[DATA RECORDS]:
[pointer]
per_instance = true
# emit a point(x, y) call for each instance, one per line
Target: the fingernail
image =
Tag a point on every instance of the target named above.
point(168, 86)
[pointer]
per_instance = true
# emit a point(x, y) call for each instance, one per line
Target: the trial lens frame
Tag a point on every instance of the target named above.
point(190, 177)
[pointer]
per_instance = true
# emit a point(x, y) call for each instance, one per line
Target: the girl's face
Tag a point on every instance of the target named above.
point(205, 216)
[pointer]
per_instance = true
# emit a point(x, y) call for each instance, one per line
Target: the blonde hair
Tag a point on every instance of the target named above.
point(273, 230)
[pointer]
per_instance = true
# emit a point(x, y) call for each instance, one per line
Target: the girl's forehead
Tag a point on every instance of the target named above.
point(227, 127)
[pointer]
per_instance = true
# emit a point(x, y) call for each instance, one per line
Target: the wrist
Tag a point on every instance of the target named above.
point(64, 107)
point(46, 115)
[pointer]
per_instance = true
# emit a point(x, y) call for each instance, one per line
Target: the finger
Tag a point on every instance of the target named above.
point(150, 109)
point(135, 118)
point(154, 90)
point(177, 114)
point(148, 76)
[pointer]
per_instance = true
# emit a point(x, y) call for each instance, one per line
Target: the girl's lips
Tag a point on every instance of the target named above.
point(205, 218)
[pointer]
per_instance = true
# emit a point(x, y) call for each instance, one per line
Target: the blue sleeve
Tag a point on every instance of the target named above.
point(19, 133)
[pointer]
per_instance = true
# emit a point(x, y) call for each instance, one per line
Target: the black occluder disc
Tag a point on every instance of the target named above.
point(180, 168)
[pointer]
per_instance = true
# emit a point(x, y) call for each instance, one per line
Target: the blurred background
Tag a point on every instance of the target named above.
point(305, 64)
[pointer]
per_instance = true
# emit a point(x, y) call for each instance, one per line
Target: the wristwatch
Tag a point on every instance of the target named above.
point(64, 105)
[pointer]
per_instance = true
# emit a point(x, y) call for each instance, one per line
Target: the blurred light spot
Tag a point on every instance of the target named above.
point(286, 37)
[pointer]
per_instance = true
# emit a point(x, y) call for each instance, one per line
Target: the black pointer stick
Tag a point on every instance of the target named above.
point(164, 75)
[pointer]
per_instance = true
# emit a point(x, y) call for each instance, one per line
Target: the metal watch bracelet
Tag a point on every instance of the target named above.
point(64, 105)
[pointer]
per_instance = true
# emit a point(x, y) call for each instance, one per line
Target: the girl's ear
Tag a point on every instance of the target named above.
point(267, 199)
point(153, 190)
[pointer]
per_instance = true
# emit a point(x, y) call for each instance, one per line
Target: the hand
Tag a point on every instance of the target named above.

[WHAT YOU NEED TO DO]:
Please reproduce the data above word for word, from its first line up to and including the line with "point(227, 127)".

[FINAL RESULT]:
[pointer]
per_instance = true
# emit a point(x, y) call for each instance, one per line
Target: the fingernail
image =
Tag a point on every instance of the target named above.
point(168, 86)
[pointer]
per_instance = true
# emit a point(x, y) call for each instance, one per line
Target: the trial lens frame
Tag a point on every instance of the target named above.
point(190, 177)
[pointer]
per_instance = true
# emit a point(x, y) call for each instance, one per line
Target: the girl's face
Tag a point on every instance of the target named above.
point(205, 216)
[pointer]
per_instance = true
# emit a point(x, y) call for each instance, one per line
Target: the blonde hair
Tag a point on every instance of the target named above.
point(273, 230)
[pointer]
per_instance = true
# emit a point(x, y) call for each instance, one per line
Target: the girl's forehead
Tag a point on every instance of the target named above.
point(227, 127)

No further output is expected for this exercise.